ASSIGNMENT → Exact copies of all the records are to be printed.

== == ==

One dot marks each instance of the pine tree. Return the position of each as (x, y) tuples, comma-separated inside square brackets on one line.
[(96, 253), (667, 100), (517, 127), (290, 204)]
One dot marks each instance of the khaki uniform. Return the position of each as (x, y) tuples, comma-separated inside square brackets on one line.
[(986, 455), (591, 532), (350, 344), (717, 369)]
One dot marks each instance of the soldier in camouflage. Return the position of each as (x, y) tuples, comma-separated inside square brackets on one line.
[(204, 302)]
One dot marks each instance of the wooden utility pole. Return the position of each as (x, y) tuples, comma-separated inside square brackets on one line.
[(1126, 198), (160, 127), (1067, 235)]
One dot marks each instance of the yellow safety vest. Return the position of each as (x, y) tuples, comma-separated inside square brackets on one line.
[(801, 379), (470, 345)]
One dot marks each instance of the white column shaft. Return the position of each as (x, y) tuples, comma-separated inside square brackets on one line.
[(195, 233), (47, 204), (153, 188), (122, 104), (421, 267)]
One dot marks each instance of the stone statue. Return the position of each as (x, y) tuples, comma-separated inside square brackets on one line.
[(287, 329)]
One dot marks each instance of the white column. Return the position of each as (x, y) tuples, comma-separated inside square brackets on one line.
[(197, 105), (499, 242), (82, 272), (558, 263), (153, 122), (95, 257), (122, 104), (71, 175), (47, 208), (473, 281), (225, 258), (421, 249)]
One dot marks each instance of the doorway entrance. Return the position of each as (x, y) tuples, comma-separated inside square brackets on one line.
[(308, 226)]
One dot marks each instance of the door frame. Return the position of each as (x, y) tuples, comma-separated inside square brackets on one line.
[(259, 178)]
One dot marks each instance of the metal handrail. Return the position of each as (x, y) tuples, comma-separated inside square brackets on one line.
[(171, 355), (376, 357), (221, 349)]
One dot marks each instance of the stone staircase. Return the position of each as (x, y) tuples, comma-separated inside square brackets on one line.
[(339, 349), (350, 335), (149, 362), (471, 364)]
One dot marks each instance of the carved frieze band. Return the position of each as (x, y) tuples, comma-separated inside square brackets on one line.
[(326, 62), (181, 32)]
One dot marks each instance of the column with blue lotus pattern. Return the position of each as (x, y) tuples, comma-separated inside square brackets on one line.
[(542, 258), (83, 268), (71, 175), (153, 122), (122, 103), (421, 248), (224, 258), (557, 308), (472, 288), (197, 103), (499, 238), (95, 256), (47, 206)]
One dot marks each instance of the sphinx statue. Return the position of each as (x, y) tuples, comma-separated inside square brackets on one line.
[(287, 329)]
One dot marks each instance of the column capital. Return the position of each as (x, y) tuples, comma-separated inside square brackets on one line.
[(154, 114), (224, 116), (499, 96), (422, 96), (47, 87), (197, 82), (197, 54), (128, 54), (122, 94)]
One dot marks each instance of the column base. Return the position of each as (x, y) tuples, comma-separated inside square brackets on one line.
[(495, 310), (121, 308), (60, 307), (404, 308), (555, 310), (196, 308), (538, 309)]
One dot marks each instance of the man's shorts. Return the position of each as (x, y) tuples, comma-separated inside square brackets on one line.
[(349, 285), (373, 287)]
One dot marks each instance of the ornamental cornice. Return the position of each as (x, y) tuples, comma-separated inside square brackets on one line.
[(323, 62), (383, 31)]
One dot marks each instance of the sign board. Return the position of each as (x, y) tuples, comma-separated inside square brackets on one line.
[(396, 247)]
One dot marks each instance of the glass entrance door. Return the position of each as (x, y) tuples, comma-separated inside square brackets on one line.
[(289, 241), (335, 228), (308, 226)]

== == ==

TASK OUTPUT →
One dot marks each instance of the pine tree. Return the position of each as (x, y) tuples, comma-separated inside square brackets on one line.
[(96, 253), (667, 100), (517, 127), (290, 204)]
One dot marks each instance of the khaki uniform. Return the position of each as (x, y) tuples, comma-separated inside square brackets on one line.
[(986, 455), (591, 532), (350, 344), (717, 369)]
One dot marks each instance of the soldier in camouflage. Return the position of each as (x, y) tuples, comma-separated inside square brackets on one line.
[(204, 302)]
One dot marks each instance of the wooden utility pole. Return the position of each as (x, y) tuples, comma-separated inside square brackets on one line.
[(1126, 198), (160, 127), (1067, 235)]
One dot marks each instance of the yellow safety vest. Return the position of each as (x, y) tuples, comma-separated inside square brackets on one line.
[(801, 379), (470, 345)]
One dot marks each instance of the white column shaft. Return the position of each as (x, y) tuples, comma-separated inside square brackets on one line.
[(195, 233), (47, 204), (153, 188), (122, 104), (421, 267)]
One dot marks each instance of the stone statue. Return the position of each as (x, y) tuples, comma-separated inside square brackets on one line.
[(287, 329)]
One dot marks each instance of the white column. Return the position of each as (x, y) tuples, comma-separated inside square brackets on one line.
[(197, 105), (499, 242), (82, 272), (558, 263), (153, 122), (95, 257), (122, 104), (71, 175), (47, 208), (473, 281), (225, 258), (421, 249)]
One dot marks each instance of the doorway entrance. Return the position of each as (x, y) tuples, comma-separated inside square brackets on one line.
[(308, 226)]
One dot marks each instance of the door frame. Return the position of each as (x, y) tuples, comma-separated inside square brackets on one line.
[(259, 178)]
One dot marks each instance of the metal handrail. Return the position of each as (x, y) tuples, comma-separated inside square brackets on one line.
[(171, 355), (376, 357), (221, 349)]
One dot marks each instance of the stone staircase. Return the position of each as (x, y) tuples, comma-separated inside square brackets on one line.
[(339, 349), (350, 335), (149, 362), (471, 364)]
One dot marks each instance of the carved frieze band. Return the position of each as (x, y) tuples, comma-separated inside square brackets on one line.
[(326, 62), (181, 32)]
One dot marks each instance of the column with blue lotus pattern. Return the position of each as (x, y) tuples, comma-separated inside square brackets on one line.
[(542, 258), (83, 268), (71, 175), (153, 122), (122, 103), (421, 248), (224, 258), (557, 308), (472, 288), (197, 103), (499, 238), (95, 256), (47, 206)]
One dot marks each instance of the sphinx statue. Return the position of each as (x, y) tuples, comma-separated inside square brackets on one line.
[(287, 329)]
One dot marks each instance of the column capital. Return the position of each as (x, y) tuples, comma-separated inside square brackets on one line.
[(154, 114), (224, 116), (499, 96), (422, 96), (47, 87), (197, 82), (197, 54), (128, 54), (122, 94)]
One dot marks each instance of the column base. Return the position of each as (x, y) tuples, comma-separated inside square brackets on one line.
[(495, 310), (121, 308), (60, 307), (404, 308), (555, 310), (196, 308), (538, 309)]
One dot marks each instance of the man's shorts. Return the position of each as (x, y) tuples, comma-separated inside square brackets on one line.
[(349, 285), (373, 287)]
One dot marks each instance of the ornamental cornice. Return the position of each as (x, y) tuples, comma-separated inside square brackets on one line.
[(323, 62), (383, 31)]
One dot marks each instance of the sign board. Return the position of each as (x, y) tuples, comma-separated inside square brackets on one line.
[(396, 247)]
One dot marks each instance of the glass entrance door. Return the position of each as (x, y) tuples, comma-separated inside square brackets on one line.
[(289, 241), (335, 228), (308, 226)]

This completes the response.